▸ **Fragmento fuente**

________________________

Foto:congestión vehicular en Quito
Si como dijo Hegel el aire de la ciudad
nos hace libres, en la misma medida el aire de la conurbación nos hace
esclavos. Si el ágora, el foro o la plaza pública hicieron posible la
libertad y la igualdad, su desaparición las aniquila. La conurbación que
sustituye a la ciudad -y que algunos llaman posciudad-tiene
características bien diferentes. La conurbación es exactamente lo
contrario de la ciudad, lo opuesto de un lugar a la medida del
habitante: es una no-ciudad, un espacio hecho a la medida del automóvil.
Un amontonamiento aleatorio de edificios desparramándose por el
territorio sin más orden que el que imponen los cinturones y ejes
viarios. Lo que define la ciudad es el espacio público, el terreno común
donde se dan las condiciones de una vida pública, allí donde los
habitantes, a los que llamamos con propiedad ciudadanos, pueden
expresarse; allí donde pueden formular y defender un proyecto colectivo.

________________________

▸ **Registros guardados**
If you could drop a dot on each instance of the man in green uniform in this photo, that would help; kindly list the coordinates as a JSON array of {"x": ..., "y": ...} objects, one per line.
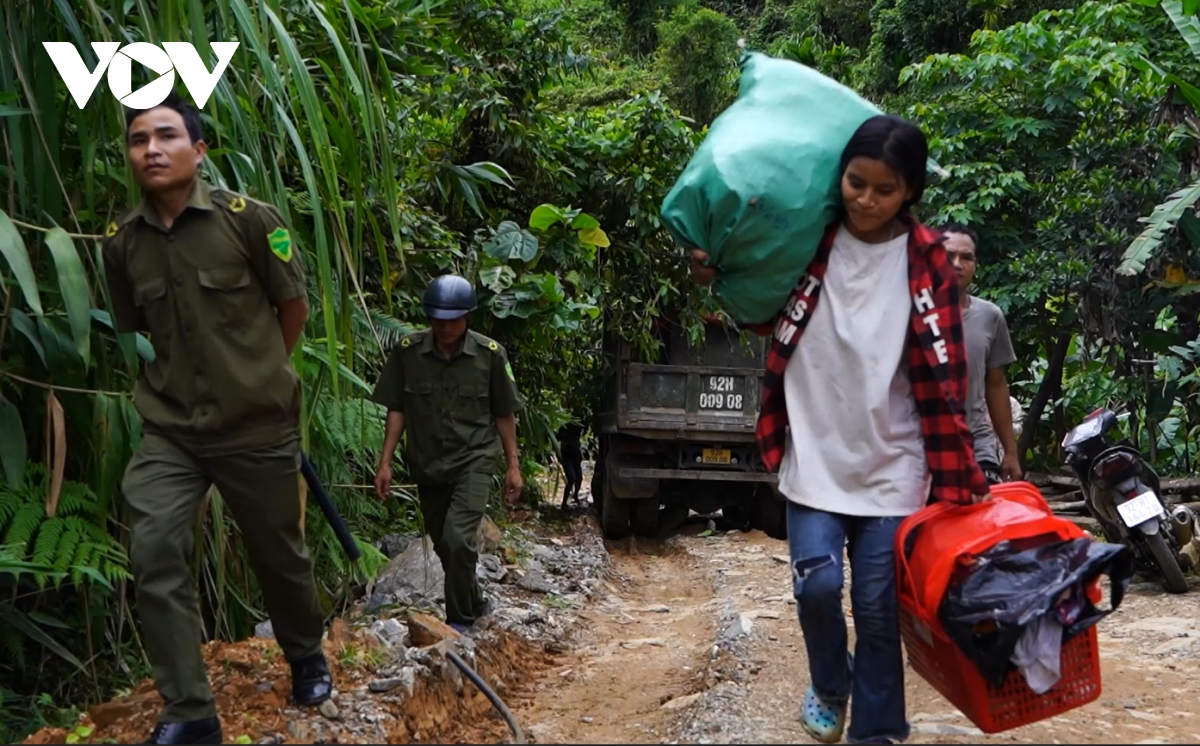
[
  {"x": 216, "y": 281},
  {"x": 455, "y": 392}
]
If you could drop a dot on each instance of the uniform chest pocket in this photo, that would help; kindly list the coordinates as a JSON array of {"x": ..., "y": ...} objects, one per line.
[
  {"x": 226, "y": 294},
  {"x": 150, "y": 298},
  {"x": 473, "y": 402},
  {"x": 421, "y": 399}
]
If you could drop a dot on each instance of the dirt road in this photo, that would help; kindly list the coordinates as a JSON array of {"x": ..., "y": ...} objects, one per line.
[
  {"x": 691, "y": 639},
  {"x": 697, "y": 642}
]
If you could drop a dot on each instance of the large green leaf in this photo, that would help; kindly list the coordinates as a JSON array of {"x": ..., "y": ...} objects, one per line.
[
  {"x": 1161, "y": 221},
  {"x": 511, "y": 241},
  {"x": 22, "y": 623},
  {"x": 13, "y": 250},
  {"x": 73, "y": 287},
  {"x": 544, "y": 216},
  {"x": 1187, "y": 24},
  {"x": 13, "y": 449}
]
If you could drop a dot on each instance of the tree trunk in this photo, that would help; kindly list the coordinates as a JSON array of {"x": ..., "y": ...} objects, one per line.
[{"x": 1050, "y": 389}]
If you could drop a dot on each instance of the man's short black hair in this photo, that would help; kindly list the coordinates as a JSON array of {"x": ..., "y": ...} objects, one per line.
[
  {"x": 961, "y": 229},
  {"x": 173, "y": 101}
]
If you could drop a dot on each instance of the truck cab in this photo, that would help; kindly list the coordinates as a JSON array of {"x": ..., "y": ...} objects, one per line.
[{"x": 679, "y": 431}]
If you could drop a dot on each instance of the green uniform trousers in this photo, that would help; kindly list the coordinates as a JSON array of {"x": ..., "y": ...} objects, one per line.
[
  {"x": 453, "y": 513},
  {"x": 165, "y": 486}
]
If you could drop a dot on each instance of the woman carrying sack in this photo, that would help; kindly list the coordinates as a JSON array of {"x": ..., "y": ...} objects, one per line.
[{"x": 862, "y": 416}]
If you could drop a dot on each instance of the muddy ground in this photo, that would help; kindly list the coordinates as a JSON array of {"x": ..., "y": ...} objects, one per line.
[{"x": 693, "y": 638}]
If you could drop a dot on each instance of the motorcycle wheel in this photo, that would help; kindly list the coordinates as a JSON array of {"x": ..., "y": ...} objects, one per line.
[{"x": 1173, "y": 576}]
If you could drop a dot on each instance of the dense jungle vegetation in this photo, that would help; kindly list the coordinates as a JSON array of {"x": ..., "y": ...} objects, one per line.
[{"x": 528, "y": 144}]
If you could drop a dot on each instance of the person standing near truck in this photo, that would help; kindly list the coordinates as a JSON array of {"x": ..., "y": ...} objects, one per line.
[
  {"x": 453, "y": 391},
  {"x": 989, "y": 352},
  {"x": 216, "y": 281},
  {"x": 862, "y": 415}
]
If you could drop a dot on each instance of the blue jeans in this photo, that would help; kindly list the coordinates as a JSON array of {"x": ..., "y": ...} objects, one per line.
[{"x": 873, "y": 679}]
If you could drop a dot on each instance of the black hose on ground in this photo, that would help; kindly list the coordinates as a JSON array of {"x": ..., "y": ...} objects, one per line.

________________________

▸ **Consigna A**
Responde en una línea cada una de estas preguntas sobre el texto de la ciudad y la conurbación:
(i) Según lo que dijo Hegel, ¿qué nos hace libres?
(ii) ¿A la medida de qué está hecho el espacio de la conurbación?
(iii) ¿Qué es lo que define la ciudad?
▸ **Consigna B**
Devuelve sin cambios el pasaje del texto de la ciudad y la conurbación que comienza en las palabras "Foto:congestión vehicular en" y termina después de "medida del automóvil.".
Los registros no desempeñan ningún papel en esto.

▸ **Solución A**
(i) El aire de la ciudad.
(ii) Del automóvil.
(iii) El espacio público.

▸ **Solución B**
Foto:congestión vehicular en Quito
Si como dijo Hegel el aire de la ciudad
nos hace libres, en la misma medida el aire de la conurbación nos hace
esclavos. Si el ágora, el foro o la plaza pública hicieron posible la
libertad y la igualdad, su desaparición las aniquila. La conurbación que
sustituye a la ciudad -y que algunos llaman posciudad-tiene
características bien diferentes. La conurbación es exactamente lo
contrario de la ciudad, lo opuesto de un lugar a la medida del
habitante: es una no-ciudad, un espacio hecho a la medida del automóvil.